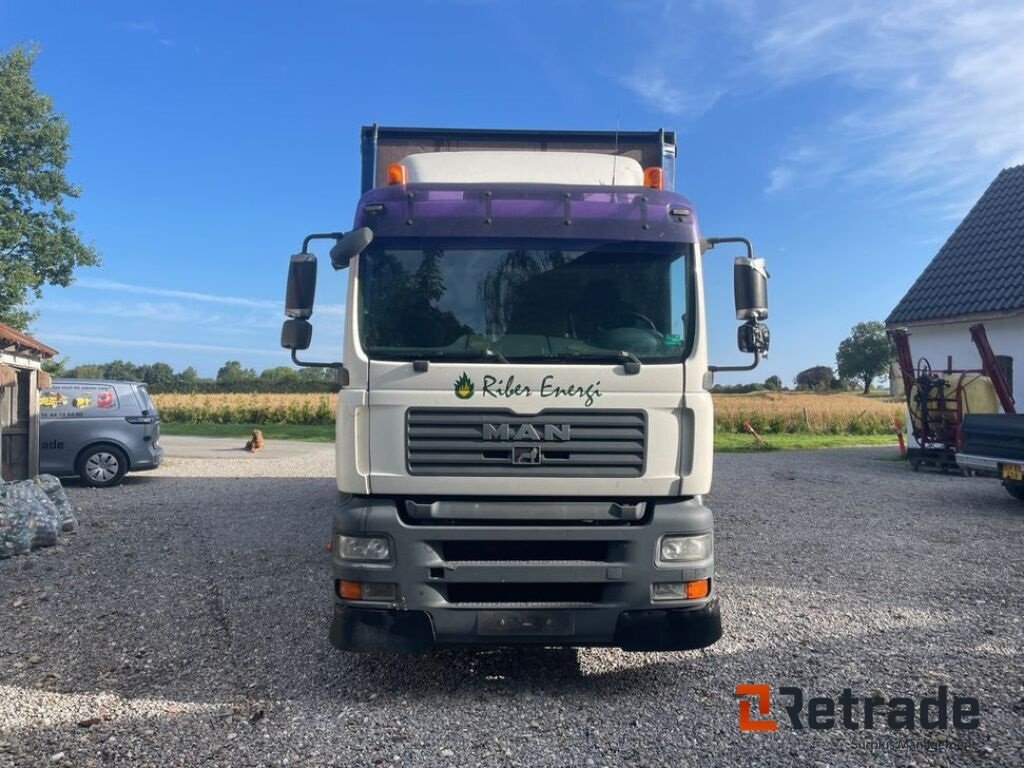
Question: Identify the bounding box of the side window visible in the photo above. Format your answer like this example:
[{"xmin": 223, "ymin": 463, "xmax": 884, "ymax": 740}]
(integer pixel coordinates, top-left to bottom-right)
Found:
[
  {"xmin": 996, "ymin": 355, "xmax": 1013, "ymax": 394},
  {"xmin": 40, "ymin": 385, "xmax": 120, "ymax": 419}
]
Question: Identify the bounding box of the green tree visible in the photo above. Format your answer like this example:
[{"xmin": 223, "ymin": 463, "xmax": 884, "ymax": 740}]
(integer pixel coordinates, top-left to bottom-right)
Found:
[
  {"xmin": 836, "ymin": 321, "xmax": 892, "ymax": 395},
  {"xmin": 0, "ymin": 46, "xmax": 99, "ymax": 329},
  {"xmin": 175, "ymin": 366, "xmax": 200, "ymax": 390},
  {"xmin": 41, "ymin": 357, "xmax": 68, "ymax": 376},
  {"xmin": 103, "ymin": 359, "xmax": 140, "ymax": 381},
  {"xmin": 139, "ymin": 362, "xmax": 175, "ymax": 391},
  {"xmin": 217, "ymin": 360, "xmax": 257, "ymax": 389},
  {"xmin": 259, "ymin": 366, "xmax": 300, "ymax": 390},
  {"xmin": 67, "ymin": 363, "xmax": 104, "ymax": 379},
  {"xmin": 764, "ymin": 375, "xmax": 783, "ymax": 391},
  {"xmin": 794, "ymin": 365, "xmax": 835, "ymax": 391},
  {"xmin": 297, "ymin": 366, "xmax": 332, "ymax": 385}
]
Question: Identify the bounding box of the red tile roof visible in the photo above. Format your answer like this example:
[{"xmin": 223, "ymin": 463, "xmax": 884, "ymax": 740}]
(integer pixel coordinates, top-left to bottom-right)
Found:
[{"xmin": 0, "ymin": 323, "xmax": 58, "ymax": 358}]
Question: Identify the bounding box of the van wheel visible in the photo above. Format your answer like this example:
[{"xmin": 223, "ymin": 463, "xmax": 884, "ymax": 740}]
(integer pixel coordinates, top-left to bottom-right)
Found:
[{"xmin": 78, "ymin": 446, "xmax": 128, "ymax": 487}]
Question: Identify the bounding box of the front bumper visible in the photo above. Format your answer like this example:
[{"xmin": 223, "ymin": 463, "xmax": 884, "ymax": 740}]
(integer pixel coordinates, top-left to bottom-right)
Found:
[
  {"xmin": 330, "ymin": 600, "xmax": 721, "ymax": 653},
  {"xmin": 329, "ymin": 495, "xmax": 720, "ymax": 652}
]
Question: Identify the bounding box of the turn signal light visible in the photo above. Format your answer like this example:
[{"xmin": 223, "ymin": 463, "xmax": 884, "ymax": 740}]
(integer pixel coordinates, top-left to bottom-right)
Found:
[
  {"xmin": 685, "ymin": 578, "xmax": 710, "ymax": 599},
  {"xmin": 339, "ymin": 580, "xmax": 362, "ymax": 599},
  {"xmin": 386, "ymin": 163, "xmax": 407, "ymax": 185},
  {"xmin": 337, "ymin": 580, "xmax": 398, "ymax": 601},
  {"xmin": 643, "ymin": 167, "xmax": 664, "ymax": 189}
]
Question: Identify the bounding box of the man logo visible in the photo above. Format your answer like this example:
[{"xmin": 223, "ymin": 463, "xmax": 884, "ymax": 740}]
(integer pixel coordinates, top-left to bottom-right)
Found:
[
  {"xmin": 736, "ymin": 684, "xmax": 778, "ymax": 732},
  {"xmin": 482, "ymin": 423, "xmax": 571, "ymax": 441}
]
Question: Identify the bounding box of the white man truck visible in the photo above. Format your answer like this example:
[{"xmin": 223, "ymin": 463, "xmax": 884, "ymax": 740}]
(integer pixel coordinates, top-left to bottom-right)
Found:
[{"xmin": 281, "ymin": 126, "xmax": 769, "ymax": 652}]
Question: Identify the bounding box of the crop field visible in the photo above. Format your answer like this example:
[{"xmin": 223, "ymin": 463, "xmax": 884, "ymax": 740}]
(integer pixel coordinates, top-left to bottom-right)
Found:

WHAT IS REQUIRED:
Give the preceding data back exactly, minus every picture.

REPLY TO THE EXERCISE:
Question: Identify the bounding box of the side window visible in the photo above. Format your answer like this example:
[{"xmin": 223, "ymin": 463, "xmax": 884, "ymax": 740}]
(integer pixel coordinates, top-left to bottom-right)
Found:
[
  {"xmin": 996, "ymin": 355, "xmax": 1013, "ymax": 394},
  {"xmin": 40, "ymin": 385, "xmax": 120, "ymax": 419}
]
Question: Identify the bounding box of the green tree visible in the photo above. Format your answer like this example:
[{"xmin": 223, "ymin": 463, "xmax": 884, "ymax": 740}]
(integer pixel coordinates, top-left to bottom-right)
Found:
[
  {"xmin": 836, "ymin": 321, "xmax": 892, "ymax": 395},
  {"xmin": 0, "ymin": 46, "xmax": 99, "ymax": 329},
  {"xmin": 175, "ymin": 366, "xmax": 200, "ymax": 390},
  {"xmin": 41, "ymin": 357, "xmax": 68, "ymax": 376},
  {"xmin": 103, "ymin": 359, "xmax": 140, "ymax": 381},
  {"xmin": 139, "ymin": 362, "xmax": 175, "ymax": 391},
  {"xmin": 217, "ymin": 360, "xmax": 257, "ymax": 389},
  {"xmin": 259, "ymin": 366, "xmax": 300, "ymax": 390},
  {"xmin": 67, "ymin": 363, "xmax": 104, "ymax": 379},
  {"xmin": 764, "ymin": 375, "xmax": 783, "ymax": 391},
  {"xmin": 794, "ymin": 365, "xmax": 835, "ymax": 391},
  {"xmin": 297, "ymin": 366, "xmax": 332, "ymax": 385}
]
Question: Identify the bounding box of the red tile roof visible in the photo above. Format your answer like this example:
[{"xmin": 223, "ymin": 463, "xmax": 884, "ymax": 740}]
(integer pixel coordinates, top-left to bottom-right)
Found:
[{"xmin": 0, "ymin": 323, "xmax": 58, "ymax": 358}]
Question: Identify the bounding box of the van wheel visible in the photo above. Format your answer like this example:
[{"xmin": 223, "ymin": 463, "xmax": 884, "ymax": 740}]
(integer pixel coordinates, top-left to bottom-right)
Found:
[{"xmin": 78, "ymin": 446, "xmax": 128, "ymax": 487}]
Question: Identify the bounding box of the front bumper visible in the photo above. Format your answer like this example:
[{"xmin": 223, "ymin": 463, "xmax": 884, "ymax": 740}]
(integer pixel coordinates, top-left to bottom-right)
Found:
[
  {"xmin": 330, "ymin": 600, "xmax": 721, "ymax": 653},
  {"xmin": 329, "ymin": 495, "xmax": 720, "ymax": 652}
]
Question: Identify the bounding box of the turn signal light visible in the photo above. Format your answer like this example:
[{"xmin": 223, "ymin": 463, "xmax": 884, "ymax": 740}]
(integer pixel coordinates, top-left to bottom-right)
Found:
[
  {"xmin": 685, "ymin": 578, "xmax": 710, "ymax": 599},
  {"xmin": 339, "ymin": 580, "xmax": 362, "ymax": 599},
  {"xmin": 386, "ymin": 163, "xmax": 407, "ymax": 185},
  {"xmin": 337, "ymin": 580, "xmax": 398, "ymax": 601},
  {"xmin": 643, "ymin": 167, "xmax": 664, "ymax": 189}
]
Question: Identify the bounding box of the man logo visible in the photo above. Format your answer like this example:
[{"xmin": 223, "ymin": 463, "xmax": 884, "ymax": 740}]
(integer pixel coordinates, top-left to bottom-right)
Found:
[
  {"xmin": 736, "ymin": 684, "xmax": 778, "ymax": 732},
  {"xmin": 482, "ymin": 423, "xmax": 571, "ymax": 441}
]
Question: Identify the bounding box of the white man truck visible in the photo above. Format your answer like this example:
[{"xmin": 223, "ymin": 463, "xmax": 884, "ymax": 740}]
(integer pixel coordinates, top-left to bottom-right)
Found:
[{"xmin": 281, "ymin": 126, "xmax": 769, "ymax": 652}]
Question: Identify the bounding box of the crop field visible in the photo above. Format your answer like this example:
[{"xmin": 223, "ymin": 463, "xmax": 884, "ymax": 740}]
(integer pixel coordinates, top-left to bottom-right)
Found:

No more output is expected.